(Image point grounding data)
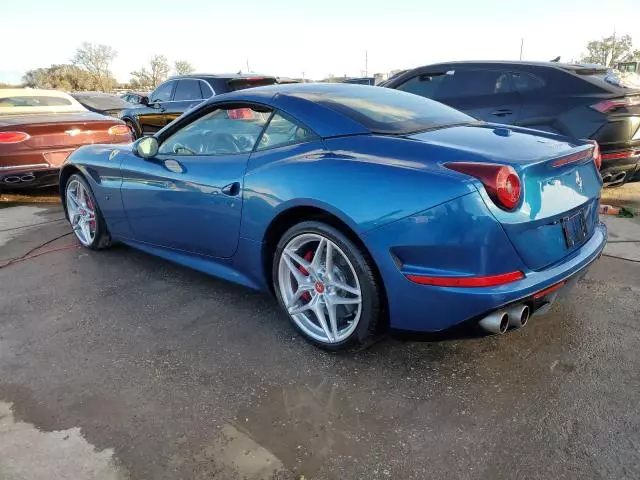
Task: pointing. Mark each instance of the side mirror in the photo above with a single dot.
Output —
(146, 147)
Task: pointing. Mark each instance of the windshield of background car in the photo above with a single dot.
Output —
(387, 111)
(27, 101)
(103, 102)
(221, 132)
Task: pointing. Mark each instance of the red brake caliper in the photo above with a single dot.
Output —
(306, 296)
(92, 223)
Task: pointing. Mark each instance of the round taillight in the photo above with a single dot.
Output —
(501, 182)
(508, 187)
(13, 137)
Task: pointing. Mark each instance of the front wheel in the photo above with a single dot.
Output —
(327, 286)
(84, 214)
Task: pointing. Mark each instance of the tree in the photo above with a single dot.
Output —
(60, 77)
(96, 60)
(182, 67)
(611, 50)
(159, 69)
(146, 79)
(141, 80)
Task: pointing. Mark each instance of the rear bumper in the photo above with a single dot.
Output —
(621, 170)
(429, 308)
(26, 177)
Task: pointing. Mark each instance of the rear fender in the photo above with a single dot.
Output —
(366, 190)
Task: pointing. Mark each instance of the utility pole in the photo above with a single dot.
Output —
(366, 63)
(521, 46)
(613, 48)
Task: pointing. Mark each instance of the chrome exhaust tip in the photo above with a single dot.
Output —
(518, 315)
(496, 322)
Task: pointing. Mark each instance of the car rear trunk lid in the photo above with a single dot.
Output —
(558, 211)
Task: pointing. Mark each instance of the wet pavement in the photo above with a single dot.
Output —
(169, 374)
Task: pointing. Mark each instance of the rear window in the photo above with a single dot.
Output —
(249, 82)
(102, 102)
(39, 101)
(387, 111)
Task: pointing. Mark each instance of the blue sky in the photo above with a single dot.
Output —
(289, 37)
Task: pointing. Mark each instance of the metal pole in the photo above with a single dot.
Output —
(366, 63)
(521, 46)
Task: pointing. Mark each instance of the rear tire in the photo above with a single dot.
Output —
(327, 287)
(84, 214)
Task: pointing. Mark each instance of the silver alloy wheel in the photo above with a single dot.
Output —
(319, 288)
(81, 212)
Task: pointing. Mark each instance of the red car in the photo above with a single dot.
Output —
(40, 128)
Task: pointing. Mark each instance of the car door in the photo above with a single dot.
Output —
(189, 196)
(153, 117)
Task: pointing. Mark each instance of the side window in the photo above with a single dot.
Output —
(282, 131)
(424, 85)
(206, 90)
(162, 93)
(471, 83)
(525, 82)
(188, 90)
(220, 132)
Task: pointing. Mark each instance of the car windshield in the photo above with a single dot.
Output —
(102, 101)
(33, 101)
(387, 111)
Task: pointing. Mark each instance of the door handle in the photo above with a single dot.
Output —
(232, 189)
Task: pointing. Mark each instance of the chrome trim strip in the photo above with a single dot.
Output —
(33, 165)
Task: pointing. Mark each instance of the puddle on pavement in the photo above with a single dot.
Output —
(27, 452)
(302, 426)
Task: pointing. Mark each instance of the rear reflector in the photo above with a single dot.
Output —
(119, 130)
(500, 181)
(607, 106)
(487, 281)
(617, 155)
(13, 137)
(549, 290)
(597, 154)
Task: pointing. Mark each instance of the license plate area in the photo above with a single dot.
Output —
(56, 159)
(575, 228)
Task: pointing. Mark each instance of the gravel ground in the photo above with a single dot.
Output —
(138, 368)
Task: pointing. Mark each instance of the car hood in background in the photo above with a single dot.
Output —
(48, 118)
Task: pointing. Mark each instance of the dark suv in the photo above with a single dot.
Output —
(178, 94)
(573, 100)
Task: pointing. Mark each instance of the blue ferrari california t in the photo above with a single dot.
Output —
(359, 208)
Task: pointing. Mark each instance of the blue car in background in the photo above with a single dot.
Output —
(359, 208)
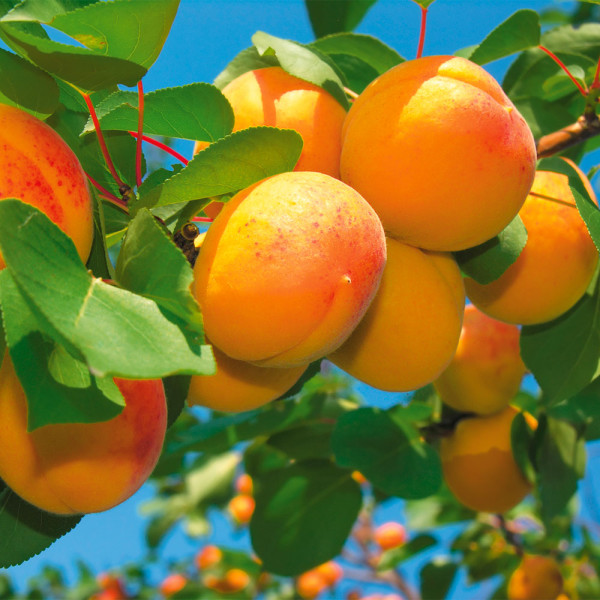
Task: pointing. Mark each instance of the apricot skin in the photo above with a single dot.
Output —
(288, 269)
(486, 371)
(478, 464)
(440, 152)
(410, 332)
(238, 385)
(39, 168)
(556, 266)
(80, 468)
(274, 98)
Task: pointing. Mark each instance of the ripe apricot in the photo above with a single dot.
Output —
(556, 266)
(273, 97)
(487, 369)
(478, 464)
(536, 578)
(80, 467)
(288, 268)
(438, 149)
(389, 535)
(410, 332)
(238, 385)
(38, 167)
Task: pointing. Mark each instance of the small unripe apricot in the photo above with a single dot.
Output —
(441, 153)
(556, 266)
(487, 369)
(478, 464)
(410, 332)
(390, 535)
(536, 578)
(38, 167)
(274, 98)
(80, 467)
(288, 269)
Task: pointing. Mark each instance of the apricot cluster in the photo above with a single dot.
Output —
(76, 467)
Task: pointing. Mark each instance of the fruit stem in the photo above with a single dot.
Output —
(562, 65)
(101, 141)
(160, 145)
(138, 146)
(422, 32)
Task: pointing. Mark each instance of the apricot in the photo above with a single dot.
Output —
(288, 269)
(274, 98)
(440, 152)
(410, 332)
(80, 467)
(478, 463)
(38, 167)
(536, 578)
(238, 385)
(486, 371)
(556, 266)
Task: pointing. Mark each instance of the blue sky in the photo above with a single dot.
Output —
(206, 35)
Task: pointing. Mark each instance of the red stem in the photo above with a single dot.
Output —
(162, 146)
(101, 141)
(138, 147)
(562, 65)
(422, 33)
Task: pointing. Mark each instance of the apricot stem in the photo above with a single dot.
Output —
(138, 147)
(562, 65)
(102, 141)
(162, 146)
(422, 32)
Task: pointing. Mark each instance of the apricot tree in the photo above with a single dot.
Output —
(341, 204)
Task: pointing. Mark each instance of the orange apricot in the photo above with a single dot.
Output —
(487, 369)
(238, 385)
(410, 332)
(556, 266)
(274, 98)
(288, 268)
(80, 467)
(536, 578)
(38, 167)
(441, 153)
(478, 463)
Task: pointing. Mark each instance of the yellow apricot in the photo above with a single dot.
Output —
(556, 266)
(536, 578)
(238, 385)
(478, 464)
(273, 97)
(438, 149)
(39, 168)
(80, 467)
(410, 332)
(487, 369)
(288, 269)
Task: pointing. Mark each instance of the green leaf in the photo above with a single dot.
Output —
(519, 32)
(392, 457)
(27, 530)
(333, 16)
(79, 66)
(58, 387)
(168, 281)
(486, 262)
(86, 315)
(561, 463)
(25, 86)
(198, 111)
(564, 354)
(312, 506)
(229, 165)
(303, 62)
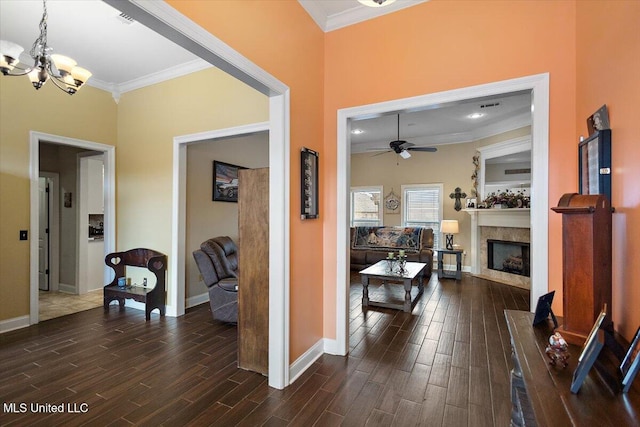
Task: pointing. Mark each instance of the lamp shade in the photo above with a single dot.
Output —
(449, 226)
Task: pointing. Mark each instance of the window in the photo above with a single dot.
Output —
(366, 208)
(422, 207)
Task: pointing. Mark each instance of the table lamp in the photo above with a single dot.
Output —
(449, 227)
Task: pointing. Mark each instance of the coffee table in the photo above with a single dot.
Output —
(380, 270)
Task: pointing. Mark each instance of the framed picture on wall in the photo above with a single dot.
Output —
(308, 184)
(594, 164)
(225, 182)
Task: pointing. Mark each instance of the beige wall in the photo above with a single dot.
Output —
(451, 166)
(64, 160)
(142, 126)
(148, 120)
(89, 115)
(206, 218)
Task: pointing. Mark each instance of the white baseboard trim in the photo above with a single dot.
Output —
(63, 287)
(303, 363)
(197, 300)
(14, 323)
(331, 347)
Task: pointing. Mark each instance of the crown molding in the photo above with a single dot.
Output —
(354, 15)
(150, 79)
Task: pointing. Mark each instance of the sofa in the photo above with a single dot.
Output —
(369, 245)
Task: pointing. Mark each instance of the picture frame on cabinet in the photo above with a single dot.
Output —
(631, 363)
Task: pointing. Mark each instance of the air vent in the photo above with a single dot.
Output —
(125, 19)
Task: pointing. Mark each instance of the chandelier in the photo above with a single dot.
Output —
(60, 69)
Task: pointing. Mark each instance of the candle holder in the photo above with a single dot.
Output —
(402, 263)
(390, 262)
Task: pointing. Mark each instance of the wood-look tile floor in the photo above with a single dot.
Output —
(52, 304)
(444, 364)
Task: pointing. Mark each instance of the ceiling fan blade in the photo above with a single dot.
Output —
(382, 152)
(426, 149)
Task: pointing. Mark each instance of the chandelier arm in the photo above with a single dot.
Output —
(60, 84)
(39, 46)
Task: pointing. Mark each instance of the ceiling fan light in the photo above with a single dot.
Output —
(80, 75)
(64, 64)
(376, 3)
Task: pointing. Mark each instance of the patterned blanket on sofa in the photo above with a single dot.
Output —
(392, 238)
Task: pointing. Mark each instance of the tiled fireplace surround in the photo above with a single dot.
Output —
(512, 225)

• _What is needed_:
Reproduce each line of the records in which the string "windshield" appears.

• _Output_:
Task: pointing. Mark each instance of the windshield of background car in the photo above with a single dot.
Task: pointing. Mark each instance of the car windshield in the photo above with a single dot.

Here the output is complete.